Write only the number of lines in the data that include the word "foot".

(Point localization data)

┏━━

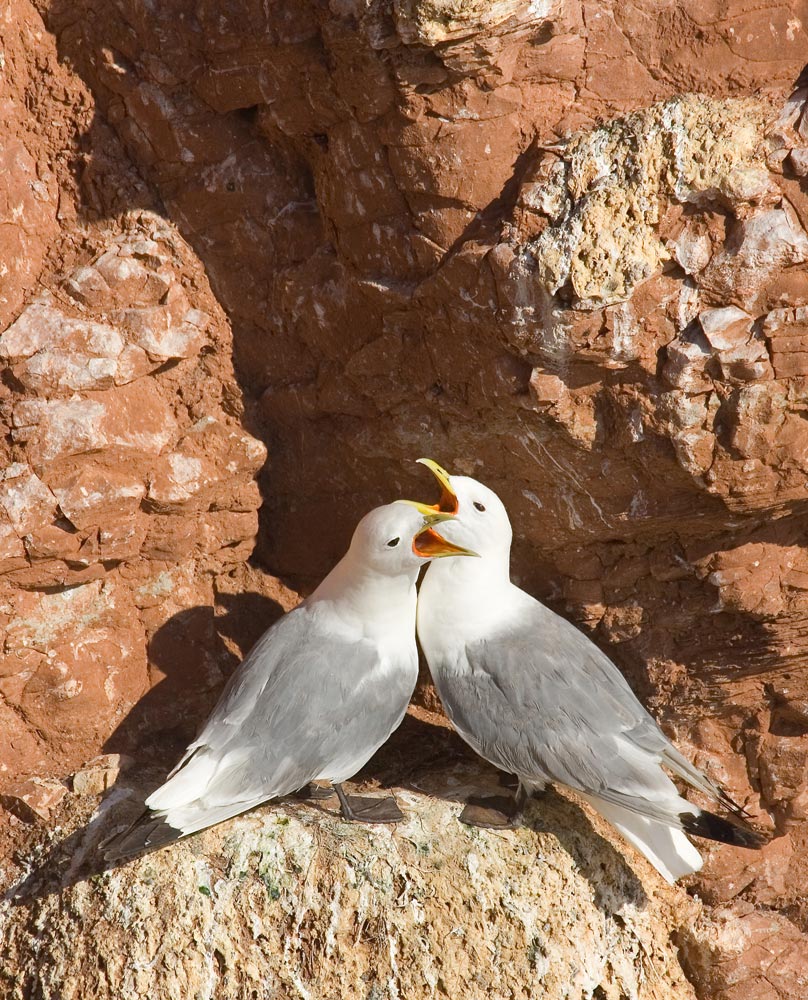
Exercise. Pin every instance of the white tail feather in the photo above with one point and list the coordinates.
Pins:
(666, 847)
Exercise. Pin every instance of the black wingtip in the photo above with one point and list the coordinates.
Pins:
(713, 827)
(147, 833)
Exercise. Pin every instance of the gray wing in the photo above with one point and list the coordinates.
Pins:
(303, 702)
(540, 700)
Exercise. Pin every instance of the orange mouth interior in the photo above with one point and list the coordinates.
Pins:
(429, 544)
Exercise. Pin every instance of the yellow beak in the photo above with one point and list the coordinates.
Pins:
(430, 513)
(448, 497)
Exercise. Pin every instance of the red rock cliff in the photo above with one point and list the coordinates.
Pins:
(559, 246)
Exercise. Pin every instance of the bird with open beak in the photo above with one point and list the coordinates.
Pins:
(534, 696)
(317, 695)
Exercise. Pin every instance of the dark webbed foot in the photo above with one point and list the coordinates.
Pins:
(495, 812)
(314, 792)
(363, 809)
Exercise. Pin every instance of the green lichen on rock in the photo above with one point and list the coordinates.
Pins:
(290, 901)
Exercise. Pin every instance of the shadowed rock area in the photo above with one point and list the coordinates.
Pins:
(291, 901)
(559, 246)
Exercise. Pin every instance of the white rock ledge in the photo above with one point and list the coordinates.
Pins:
(290, 901)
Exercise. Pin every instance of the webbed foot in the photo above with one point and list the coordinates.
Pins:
(364, 809)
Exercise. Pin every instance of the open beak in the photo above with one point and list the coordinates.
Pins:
(448, 498)
(430, 513)
(447, 506)
(428, 544)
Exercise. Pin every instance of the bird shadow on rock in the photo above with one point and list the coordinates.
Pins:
(191, 657)
(421, 757)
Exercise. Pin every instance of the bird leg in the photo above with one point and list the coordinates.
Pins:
(363, 809)
(495, 812)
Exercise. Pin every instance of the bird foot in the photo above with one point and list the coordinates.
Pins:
(314, 792)
(493, 812)
(363, 809)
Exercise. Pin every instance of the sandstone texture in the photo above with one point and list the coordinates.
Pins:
(290, 901)
(561, 246)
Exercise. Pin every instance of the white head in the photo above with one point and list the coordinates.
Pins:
(480, 520)
(397, 539)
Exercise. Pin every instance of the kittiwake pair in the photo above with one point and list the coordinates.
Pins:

┗━━

## TASK RESPONSE
3